DATASET EXCERPTS Block Start

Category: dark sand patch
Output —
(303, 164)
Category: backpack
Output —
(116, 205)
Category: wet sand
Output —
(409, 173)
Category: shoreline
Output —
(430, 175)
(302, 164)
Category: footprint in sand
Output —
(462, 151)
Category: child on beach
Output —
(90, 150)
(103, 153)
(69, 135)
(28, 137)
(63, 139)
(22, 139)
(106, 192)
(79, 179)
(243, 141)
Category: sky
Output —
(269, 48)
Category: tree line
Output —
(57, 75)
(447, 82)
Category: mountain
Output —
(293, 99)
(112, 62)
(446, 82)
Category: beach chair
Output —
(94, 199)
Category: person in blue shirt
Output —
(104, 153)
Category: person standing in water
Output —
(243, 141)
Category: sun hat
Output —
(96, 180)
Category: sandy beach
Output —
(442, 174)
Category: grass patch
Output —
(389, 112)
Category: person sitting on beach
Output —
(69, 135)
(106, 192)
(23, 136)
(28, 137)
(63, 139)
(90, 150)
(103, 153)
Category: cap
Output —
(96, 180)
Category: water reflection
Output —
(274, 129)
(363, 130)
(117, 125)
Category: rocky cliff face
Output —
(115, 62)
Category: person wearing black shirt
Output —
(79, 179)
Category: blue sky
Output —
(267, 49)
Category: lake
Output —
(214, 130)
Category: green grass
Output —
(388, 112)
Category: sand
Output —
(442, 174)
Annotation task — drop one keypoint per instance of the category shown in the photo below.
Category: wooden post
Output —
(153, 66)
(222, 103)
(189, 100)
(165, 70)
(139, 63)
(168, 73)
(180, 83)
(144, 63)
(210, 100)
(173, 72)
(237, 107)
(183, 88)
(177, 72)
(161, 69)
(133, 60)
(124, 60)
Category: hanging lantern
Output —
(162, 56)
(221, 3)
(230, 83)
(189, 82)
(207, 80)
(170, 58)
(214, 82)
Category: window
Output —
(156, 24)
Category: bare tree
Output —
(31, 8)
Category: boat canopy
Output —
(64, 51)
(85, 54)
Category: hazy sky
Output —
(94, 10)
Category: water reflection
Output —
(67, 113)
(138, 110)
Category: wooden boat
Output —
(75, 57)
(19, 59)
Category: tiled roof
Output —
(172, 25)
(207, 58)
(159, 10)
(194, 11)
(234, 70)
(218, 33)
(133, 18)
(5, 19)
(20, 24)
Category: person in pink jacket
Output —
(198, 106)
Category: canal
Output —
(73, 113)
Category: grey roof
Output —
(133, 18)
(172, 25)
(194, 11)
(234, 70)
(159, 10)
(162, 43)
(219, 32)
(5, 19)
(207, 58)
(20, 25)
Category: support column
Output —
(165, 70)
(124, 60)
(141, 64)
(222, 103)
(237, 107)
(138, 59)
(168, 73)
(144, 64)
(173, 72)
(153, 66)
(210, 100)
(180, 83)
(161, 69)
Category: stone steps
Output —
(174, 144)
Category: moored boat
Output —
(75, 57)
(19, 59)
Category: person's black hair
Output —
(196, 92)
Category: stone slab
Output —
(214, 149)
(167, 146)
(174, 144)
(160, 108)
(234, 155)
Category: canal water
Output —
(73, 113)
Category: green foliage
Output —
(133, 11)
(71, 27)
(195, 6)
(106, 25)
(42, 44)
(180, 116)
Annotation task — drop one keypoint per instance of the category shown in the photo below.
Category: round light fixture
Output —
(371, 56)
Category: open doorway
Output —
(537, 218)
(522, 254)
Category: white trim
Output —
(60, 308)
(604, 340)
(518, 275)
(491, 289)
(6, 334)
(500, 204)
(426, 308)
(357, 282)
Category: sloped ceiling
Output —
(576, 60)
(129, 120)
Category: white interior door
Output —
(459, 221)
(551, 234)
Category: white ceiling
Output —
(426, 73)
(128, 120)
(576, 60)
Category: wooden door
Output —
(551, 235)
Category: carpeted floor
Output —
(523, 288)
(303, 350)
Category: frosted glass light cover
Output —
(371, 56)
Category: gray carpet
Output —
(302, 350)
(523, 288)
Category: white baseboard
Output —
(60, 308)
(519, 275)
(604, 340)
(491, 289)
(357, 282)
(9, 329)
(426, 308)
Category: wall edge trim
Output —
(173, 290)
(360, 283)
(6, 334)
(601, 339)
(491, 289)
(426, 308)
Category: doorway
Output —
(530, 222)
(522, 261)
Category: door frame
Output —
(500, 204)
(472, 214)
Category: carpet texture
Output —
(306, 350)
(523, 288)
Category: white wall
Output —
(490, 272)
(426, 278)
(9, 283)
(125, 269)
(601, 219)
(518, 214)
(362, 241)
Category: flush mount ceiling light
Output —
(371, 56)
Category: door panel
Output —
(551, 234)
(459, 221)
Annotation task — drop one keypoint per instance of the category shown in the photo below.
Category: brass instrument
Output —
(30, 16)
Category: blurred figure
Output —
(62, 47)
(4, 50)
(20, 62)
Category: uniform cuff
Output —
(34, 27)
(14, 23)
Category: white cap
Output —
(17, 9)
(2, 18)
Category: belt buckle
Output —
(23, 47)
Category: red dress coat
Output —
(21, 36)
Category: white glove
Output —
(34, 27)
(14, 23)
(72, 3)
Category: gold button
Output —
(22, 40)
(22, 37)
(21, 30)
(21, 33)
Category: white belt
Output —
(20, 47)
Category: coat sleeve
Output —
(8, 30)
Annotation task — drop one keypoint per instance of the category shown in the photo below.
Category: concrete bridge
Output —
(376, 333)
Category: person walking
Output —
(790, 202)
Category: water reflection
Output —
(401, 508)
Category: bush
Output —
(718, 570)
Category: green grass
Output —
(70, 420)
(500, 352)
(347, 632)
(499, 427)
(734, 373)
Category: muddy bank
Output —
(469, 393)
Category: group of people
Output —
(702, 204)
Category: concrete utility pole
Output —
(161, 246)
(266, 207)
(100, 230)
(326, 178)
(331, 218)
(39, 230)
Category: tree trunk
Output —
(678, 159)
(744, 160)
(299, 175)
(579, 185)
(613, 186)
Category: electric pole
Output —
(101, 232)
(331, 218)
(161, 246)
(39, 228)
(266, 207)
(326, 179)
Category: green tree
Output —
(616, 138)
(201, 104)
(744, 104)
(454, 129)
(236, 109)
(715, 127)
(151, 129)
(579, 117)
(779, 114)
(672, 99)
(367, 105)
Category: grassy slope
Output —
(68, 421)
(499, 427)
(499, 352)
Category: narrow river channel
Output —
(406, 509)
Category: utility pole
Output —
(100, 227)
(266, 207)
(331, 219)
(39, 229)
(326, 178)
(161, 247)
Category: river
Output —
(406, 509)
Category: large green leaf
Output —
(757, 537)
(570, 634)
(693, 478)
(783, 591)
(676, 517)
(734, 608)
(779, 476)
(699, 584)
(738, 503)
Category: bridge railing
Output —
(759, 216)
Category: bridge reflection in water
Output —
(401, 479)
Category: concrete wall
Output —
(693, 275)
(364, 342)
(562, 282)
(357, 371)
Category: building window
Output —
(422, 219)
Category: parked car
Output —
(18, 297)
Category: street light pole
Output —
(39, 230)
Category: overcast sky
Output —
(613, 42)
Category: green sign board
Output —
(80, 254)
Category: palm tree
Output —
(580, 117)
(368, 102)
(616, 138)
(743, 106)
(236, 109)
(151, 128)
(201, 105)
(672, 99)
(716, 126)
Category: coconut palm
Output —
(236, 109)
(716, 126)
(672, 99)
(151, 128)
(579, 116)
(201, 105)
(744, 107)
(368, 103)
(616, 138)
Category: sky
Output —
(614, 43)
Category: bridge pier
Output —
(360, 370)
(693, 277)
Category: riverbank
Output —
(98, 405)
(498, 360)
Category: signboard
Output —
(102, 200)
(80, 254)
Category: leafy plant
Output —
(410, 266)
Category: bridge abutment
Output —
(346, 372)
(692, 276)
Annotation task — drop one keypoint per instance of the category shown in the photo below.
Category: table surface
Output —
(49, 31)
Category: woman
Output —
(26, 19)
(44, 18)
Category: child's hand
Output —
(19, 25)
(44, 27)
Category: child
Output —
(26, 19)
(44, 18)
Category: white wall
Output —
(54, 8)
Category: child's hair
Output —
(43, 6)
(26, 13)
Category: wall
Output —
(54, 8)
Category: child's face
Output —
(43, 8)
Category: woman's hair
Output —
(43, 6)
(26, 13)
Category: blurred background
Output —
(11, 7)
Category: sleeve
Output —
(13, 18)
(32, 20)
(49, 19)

DATASET EXCERPTS Block End

EXERCISE GOAL:
Count each line of the data where the word "shirt" appears, then reply with the total only.

TASK ANSWER:
2